┌─ Extracted information
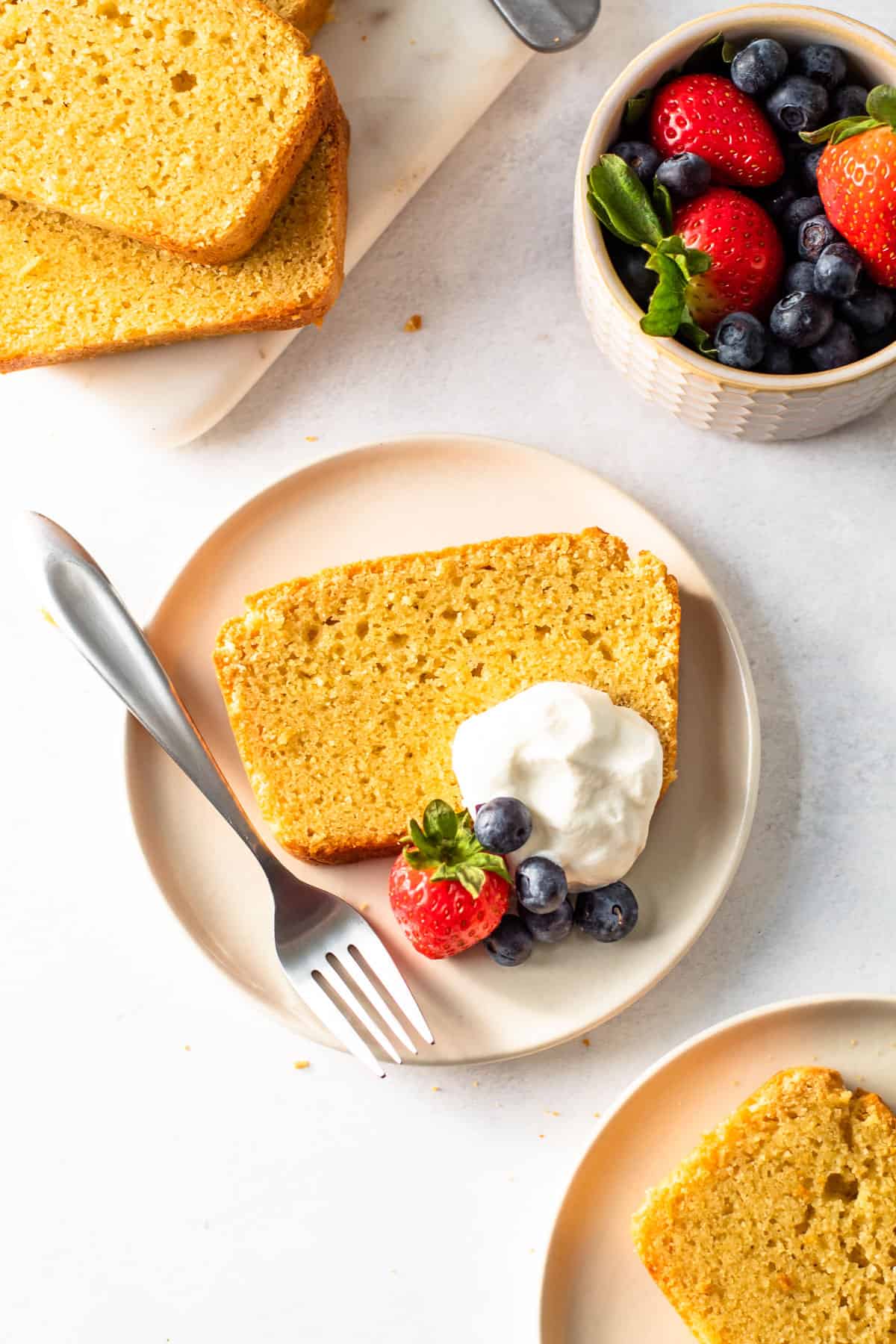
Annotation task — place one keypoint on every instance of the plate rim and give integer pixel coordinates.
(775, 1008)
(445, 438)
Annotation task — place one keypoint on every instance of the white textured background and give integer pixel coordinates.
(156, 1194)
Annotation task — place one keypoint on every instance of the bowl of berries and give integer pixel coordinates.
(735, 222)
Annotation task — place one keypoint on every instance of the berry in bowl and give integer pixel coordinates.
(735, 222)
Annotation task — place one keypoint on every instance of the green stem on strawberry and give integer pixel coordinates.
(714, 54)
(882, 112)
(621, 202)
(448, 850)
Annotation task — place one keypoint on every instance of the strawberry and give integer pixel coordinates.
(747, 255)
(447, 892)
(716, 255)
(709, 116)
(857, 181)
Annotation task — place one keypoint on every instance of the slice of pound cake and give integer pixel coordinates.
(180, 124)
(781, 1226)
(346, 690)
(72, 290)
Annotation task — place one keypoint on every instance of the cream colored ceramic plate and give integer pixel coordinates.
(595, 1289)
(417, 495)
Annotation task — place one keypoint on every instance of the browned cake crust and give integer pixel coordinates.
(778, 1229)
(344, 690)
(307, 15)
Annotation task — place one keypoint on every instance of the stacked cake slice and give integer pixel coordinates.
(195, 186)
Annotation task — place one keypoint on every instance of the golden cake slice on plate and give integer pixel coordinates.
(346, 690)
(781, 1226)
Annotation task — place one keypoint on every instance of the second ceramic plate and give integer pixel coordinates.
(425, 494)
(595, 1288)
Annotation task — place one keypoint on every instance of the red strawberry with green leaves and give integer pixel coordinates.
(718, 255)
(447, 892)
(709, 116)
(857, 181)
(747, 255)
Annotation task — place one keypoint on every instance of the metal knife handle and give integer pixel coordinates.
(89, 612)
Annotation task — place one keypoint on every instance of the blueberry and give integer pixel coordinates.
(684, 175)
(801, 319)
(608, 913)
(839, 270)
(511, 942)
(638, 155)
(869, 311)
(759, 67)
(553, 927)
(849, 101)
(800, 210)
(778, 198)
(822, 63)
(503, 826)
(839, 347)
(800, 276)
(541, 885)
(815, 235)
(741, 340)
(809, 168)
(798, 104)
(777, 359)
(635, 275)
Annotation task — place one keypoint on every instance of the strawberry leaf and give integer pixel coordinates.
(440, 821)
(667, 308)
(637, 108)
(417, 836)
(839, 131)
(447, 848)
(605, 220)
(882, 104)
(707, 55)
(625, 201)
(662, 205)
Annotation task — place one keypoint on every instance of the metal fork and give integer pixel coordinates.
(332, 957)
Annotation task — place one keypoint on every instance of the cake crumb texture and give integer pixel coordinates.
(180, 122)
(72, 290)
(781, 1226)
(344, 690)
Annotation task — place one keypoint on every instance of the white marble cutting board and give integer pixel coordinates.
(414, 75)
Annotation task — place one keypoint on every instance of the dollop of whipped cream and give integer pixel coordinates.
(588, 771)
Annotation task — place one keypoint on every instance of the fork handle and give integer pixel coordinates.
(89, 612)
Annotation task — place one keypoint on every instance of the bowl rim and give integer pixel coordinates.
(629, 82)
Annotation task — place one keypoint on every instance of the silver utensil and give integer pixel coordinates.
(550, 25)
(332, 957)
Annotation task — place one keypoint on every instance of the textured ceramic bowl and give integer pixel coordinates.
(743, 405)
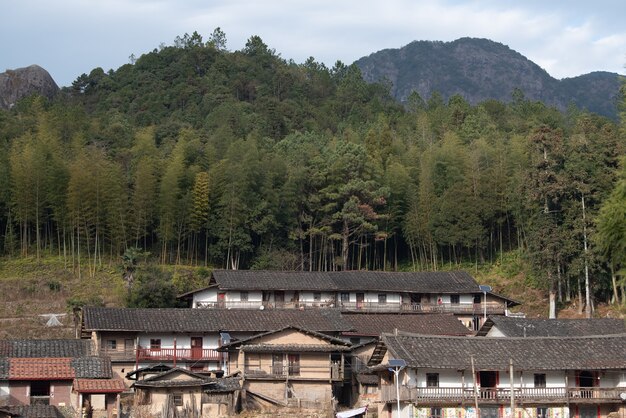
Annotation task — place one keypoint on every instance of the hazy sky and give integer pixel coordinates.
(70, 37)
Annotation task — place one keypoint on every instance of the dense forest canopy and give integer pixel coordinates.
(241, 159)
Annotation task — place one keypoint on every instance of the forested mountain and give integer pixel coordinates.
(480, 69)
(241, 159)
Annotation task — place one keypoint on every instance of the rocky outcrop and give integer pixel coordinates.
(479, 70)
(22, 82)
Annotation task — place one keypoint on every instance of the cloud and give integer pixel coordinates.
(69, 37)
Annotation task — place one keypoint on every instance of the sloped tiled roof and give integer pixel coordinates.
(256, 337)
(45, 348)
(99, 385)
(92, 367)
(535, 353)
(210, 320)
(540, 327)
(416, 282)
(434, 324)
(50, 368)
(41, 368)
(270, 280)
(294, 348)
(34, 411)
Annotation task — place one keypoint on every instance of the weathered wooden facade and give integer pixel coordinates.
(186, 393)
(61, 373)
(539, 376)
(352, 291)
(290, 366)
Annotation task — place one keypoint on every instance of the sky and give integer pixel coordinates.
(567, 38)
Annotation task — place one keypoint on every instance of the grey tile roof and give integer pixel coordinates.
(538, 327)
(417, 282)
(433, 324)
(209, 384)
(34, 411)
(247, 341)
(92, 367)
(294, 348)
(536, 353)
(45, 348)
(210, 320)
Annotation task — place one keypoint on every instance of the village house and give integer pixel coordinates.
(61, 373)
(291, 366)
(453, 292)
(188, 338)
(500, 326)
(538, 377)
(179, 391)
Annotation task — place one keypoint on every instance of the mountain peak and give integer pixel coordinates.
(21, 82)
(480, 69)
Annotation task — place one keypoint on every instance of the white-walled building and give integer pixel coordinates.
└─
● **Task prompt**
Restate every record exactly, please; do not copy the pictures.

● **Response to the task**
Annotation task — place one keypoint on every instance of the plate rim and give integer pixel coordinates.
(775, 1008)
(445, 438)
Annotation task — place one keypoint on every instance of the white textured background and give integer pixel coordinates.
(156, 1194)
Annotation task — place one keypoint on every instance of the bowl of berries and give integer pixel coordinates.
(735, 222)
Annotation task — place one keypoint on every instance of the berry in bowl and give integer pixel coordinates.
(735, 222)
Annotation task — place one keypoint on every instance of the green stem on strawberry and give integer pixel coordinates.
(714, 54)
(882, 112)
(621, 202)
(448, 850)
Annotation task — place one keypoint on every instance of the strawberry and give integer pixel coordinates.
(747, 255)
(447, 892)
(716, 255)
(709, 116)
(857, 181)
Annotation task — place one keypoint on every instance of the slice of pound cake and give integer pixel coordinates.
(180, 124)
(781, 1226)
(346, 690)
(72, 290)
Annotation task — place one keypoint on every instance of the cream colored ceramic plate and give integer pixel coordinates.
(595, 1289)
(417, 495)
Annotation task — place one keypoint on every instance of the browned cake crust and give integer pixel coordinates.
(778, 1229)
(344, 690)
(307, 15)
Annotation task — place one keypoint on every instance of the stacked cake slice and give integer pixel coordinates.
(195, 186)
Annotation task — place one keypoint on every instance of the golden cake slice on plate and give integer pixel coordinates.
(346, 690)
(781, 1226)
Annotation task — place one keypoint on every instance of the second ceramic plate and give integer pixel coordinates.
(425, 494)
(595, 1288)
Annotation task — place one keypoint on every instance of the red strawberry with green leaves and give integer pixel coordinates.
(718, 255)
(447, 892)
(709, 116)
(857, 181)
(747, 255)
Annotation task — place one keypoint on every instance of the metal knife handle and give integer pixel coordinates.
(89, 612)
Annotation task — place one keypoint on every instance of the blueberry and give integer pixel coordinates.
(684, 175)
(801, 319)
(608, 913)
(839, 270)
(511, 942)
(638, 155)
(869, 311)
(759, 67)
(553, 927)
(849, 101)
(800, 210)
(778, 198)
(822, 63)
(503, 826)
(839, 347)
(800, 276)
(541, 885)
(815, 235)
(741, 340)
(809, 168)
(798, 104)
(777, 359)
(635, 275)
Annotation task — place one keypoint on every instance of the strawberry leaf and give integer pixel coordinates.
(440, 821)
(667, 308)
(637, 108)
(417, 836)
(839, 131)
(447, 848)
(605, 220)
(882, 104)
(707, 55)
(625, 201)
(662, 205)
Annotation task — place one keypoint on every instance of the metal fork and give integer pixel coordinates.
(332, 957)
Annotation task — place one keypoint on every instance of the cake crumb texture and give integer pixel coordinates.
(180, 122)
(72, 290)
(781, 1226)
(344, 690)
Annotation task — place one keypoint on every instance of the white marble cutting board and give integer pixel coordinates.
(414, 75)
Annotation task — place one keypoint on every instance of the dollop of whipped cream and give integer pixel coordinates.
(588, 771)
Annotation task — place one keypoint on every instance of the fork handle and give integer pixel coordinates.
(89, 612)
Annotation task — place one keypoint on every instance of the bowl rim and give integer pixel coordinates.
(629, 82)
Annotation task — place one keypoint on every instance of the silver utensil and give integer pixel coordinates.
(550, 25)
(332, 957)
Annotation task — place one keypoint on every instance of the textured ceramic bowl and give integer pixel coordinates.
(743, 405)
Annotation task — place one keypoint on every instance of the hazy sky and give integer pixel coordinates.
(70, 37)
Annotation task — place one keypoint on every instance of the dense forest canopy and give integer pixel coordinates.
(241, 159)
Annotation task — place one keypoint on every instance of the forested mountain and give integer pixel coordinates.
(480, 69)
(241, 159)
Annotation task — place one keypoint on every instance of the rocky outcrop and give integer pixel coordinates.
(479, 70)
(22, 82)
Annotation task — place one keypoint on every instance of the cloud and give integer pixel coordinates.
(69, 37)
Annotation task — place one keypoint on every instance of the sloped tiled roof and give integer pixel coordinates.
(256, 337)
(45, 348)
(99, 385)
(92, 367)
(535, 353)
(210, 320)
(540, 327)
(416, 282)
(434, 324)
(50, 368)
(41, 368)
(270, 280)
(294, 348)
(34, 411)
Annotation task — place one keypoint on every instance of the weathered wooden facade and give integer pixel coordinates.
(186, 393)
(61, 373)
(539, 376)
(352, 291)
(290, 366)
Annotation task — place one keypoint on every instance of the sky and give integer pixel coordinates.
(567, 38)
Annotation task — place one keypoint on every instance of the grey tile roof and give integer pixel coordinates.
(538, 327)
(417, 282)
(433, 324)
(209, 384)
(34, 411)
(247, 341)
(92, 367)
(294, 348)
(536, 353)
(45, 348)
(210, 320)
Annotation task — place one keypoint on every instance of the village house and give integer pixel coordinates.
(61, 373)
(291, 366)
(453, 292)
(188, 338)
(500, 326)
(538, 377)
(179, 391)
Annotation task — place one keypoint on every instance of the mountain peak and give integer pixel coordinates.
(21, 82)
(480, 69)
Annotation task — place one keypoint on every instance of the white-walled building and give integer pixel coordinates.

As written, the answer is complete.